(Items listed in a dataset)

--- START ---

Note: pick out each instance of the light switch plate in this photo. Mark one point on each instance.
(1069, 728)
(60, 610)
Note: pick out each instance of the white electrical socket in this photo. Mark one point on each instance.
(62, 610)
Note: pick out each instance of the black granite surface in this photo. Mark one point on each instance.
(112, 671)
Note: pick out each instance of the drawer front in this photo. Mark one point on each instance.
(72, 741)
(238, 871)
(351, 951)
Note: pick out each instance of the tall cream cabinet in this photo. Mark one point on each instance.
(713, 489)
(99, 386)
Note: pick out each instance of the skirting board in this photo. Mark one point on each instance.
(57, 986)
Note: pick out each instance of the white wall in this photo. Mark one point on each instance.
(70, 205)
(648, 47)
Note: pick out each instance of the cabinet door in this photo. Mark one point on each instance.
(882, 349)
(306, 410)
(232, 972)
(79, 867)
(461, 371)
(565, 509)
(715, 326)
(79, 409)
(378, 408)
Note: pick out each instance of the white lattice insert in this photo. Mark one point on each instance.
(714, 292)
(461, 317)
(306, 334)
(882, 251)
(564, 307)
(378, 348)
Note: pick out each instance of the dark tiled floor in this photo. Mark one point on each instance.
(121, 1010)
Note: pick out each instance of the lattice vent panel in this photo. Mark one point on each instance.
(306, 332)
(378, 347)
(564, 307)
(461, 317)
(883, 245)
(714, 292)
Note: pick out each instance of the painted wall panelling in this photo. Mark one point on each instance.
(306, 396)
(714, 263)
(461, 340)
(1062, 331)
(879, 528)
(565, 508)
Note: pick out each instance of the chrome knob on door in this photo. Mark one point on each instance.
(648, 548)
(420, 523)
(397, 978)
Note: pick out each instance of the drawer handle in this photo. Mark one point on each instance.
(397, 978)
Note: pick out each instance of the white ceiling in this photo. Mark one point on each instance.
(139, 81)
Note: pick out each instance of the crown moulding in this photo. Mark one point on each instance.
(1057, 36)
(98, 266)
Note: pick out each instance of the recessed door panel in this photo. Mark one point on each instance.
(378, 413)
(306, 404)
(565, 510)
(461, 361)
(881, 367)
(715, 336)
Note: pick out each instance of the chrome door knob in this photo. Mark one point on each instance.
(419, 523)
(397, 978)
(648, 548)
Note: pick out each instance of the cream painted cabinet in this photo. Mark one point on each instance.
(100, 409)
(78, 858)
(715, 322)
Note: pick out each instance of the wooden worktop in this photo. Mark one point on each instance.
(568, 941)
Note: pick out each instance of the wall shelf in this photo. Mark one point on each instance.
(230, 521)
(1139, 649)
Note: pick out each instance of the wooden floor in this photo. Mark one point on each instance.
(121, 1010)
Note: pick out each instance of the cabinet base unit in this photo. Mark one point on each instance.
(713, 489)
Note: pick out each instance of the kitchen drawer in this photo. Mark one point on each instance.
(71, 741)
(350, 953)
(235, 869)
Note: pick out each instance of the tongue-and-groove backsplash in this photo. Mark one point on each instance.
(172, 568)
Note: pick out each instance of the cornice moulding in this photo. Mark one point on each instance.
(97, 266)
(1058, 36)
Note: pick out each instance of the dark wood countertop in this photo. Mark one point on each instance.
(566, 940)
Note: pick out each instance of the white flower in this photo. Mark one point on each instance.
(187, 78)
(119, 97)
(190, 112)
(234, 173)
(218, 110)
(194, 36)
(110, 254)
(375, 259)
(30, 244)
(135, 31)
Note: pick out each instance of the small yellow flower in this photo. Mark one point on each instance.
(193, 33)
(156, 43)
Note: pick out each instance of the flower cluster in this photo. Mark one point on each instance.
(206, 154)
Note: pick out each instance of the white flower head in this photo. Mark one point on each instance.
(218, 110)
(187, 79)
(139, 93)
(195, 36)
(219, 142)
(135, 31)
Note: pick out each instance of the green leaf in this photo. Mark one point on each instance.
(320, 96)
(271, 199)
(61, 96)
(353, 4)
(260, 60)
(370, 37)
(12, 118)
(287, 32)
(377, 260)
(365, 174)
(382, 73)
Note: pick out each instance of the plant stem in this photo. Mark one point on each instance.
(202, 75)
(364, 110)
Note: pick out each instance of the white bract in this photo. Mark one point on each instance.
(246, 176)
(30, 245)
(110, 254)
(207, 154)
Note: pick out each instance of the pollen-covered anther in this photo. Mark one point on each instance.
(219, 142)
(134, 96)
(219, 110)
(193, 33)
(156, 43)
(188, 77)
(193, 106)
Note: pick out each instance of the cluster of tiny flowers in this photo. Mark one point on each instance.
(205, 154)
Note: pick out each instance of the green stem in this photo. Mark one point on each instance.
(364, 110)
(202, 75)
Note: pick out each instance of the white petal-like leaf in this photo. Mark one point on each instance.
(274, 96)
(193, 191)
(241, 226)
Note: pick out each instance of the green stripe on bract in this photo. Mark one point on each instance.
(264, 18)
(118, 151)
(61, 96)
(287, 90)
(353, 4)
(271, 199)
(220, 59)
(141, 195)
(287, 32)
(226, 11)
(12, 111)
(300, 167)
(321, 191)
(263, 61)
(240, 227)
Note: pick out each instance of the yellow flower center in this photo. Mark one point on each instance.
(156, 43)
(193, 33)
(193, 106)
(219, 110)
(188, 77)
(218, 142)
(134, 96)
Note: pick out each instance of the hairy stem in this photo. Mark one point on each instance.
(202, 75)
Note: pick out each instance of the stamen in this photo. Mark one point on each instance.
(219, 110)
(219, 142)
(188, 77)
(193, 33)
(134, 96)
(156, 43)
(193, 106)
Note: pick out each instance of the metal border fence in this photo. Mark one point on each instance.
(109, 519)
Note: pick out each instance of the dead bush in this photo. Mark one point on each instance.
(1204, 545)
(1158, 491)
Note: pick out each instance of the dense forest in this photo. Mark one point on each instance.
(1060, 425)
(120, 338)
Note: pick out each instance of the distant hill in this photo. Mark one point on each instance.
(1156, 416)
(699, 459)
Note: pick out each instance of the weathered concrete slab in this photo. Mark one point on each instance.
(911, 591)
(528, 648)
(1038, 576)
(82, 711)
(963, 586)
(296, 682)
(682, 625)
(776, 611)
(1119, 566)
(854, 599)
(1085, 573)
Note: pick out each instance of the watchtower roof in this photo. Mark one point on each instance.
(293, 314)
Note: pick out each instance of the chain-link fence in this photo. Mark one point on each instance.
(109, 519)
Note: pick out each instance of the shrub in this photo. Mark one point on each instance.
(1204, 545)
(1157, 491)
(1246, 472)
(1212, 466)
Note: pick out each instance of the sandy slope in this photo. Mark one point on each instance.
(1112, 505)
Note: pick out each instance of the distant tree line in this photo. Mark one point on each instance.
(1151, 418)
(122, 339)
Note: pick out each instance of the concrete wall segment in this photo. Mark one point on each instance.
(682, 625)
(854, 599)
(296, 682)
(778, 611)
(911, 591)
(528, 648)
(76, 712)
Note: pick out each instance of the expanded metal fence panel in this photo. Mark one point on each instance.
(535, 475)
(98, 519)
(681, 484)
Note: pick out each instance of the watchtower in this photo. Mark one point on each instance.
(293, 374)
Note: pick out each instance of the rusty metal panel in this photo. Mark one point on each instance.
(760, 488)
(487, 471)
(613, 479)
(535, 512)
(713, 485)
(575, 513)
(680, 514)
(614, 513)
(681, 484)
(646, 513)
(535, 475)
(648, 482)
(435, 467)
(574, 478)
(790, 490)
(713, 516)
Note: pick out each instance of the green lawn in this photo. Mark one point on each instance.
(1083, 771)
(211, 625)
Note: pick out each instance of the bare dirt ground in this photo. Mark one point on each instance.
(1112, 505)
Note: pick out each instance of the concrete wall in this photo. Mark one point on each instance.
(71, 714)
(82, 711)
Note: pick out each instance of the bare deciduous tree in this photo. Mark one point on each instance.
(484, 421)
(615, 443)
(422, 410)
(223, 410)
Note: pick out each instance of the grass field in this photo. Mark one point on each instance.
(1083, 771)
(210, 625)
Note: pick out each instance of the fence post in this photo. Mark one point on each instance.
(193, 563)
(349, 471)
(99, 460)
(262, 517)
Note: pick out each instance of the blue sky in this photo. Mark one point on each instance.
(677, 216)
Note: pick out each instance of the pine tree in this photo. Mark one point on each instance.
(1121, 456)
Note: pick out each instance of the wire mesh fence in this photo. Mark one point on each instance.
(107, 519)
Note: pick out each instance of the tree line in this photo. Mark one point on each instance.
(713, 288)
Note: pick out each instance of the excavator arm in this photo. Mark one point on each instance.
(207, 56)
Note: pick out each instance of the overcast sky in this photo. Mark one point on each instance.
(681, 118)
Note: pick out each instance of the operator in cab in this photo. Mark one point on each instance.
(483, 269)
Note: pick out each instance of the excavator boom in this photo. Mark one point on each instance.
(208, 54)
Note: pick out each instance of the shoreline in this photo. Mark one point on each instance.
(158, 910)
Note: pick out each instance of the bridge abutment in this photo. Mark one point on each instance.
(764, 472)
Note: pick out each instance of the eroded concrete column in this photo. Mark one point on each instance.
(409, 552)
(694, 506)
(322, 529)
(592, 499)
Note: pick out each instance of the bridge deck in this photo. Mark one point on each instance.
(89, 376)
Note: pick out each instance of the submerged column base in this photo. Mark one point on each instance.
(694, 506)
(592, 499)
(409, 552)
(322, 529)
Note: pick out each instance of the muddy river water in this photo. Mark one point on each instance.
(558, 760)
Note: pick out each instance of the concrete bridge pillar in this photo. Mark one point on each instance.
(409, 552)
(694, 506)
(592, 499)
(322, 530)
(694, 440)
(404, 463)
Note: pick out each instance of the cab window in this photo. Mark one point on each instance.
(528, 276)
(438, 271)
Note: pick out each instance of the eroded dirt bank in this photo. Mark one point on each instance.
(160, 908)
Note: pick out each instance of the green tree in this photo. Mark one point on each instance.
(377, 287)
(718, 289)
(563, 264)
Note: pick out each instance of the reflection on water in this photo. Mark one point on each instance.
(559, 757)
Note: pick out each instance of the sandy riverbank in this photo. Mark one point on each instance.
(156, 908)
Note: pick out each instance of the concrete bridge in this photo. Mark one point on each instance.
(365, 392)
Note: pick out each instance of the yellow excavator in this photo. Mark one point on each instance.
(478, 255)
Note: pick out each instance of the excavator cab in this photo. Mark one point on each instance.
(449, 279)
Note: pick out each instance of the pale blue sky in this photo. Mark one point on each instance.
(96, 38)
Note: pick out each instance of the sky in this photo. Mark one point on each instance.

--- END ---

§ **WORK ITEM**: Exactly as written, copy the lines from the one containing "Note: pick out each instance of the pale" to the end of the entries, both ends included.

§ **RESPONSE AREA**:
Note: pick out each instance of the pale blue sky in this photo. Mark one point on each instance.
(96, 38)
Note: pick out each instance of the sky in this photo. Mark one point on each instance.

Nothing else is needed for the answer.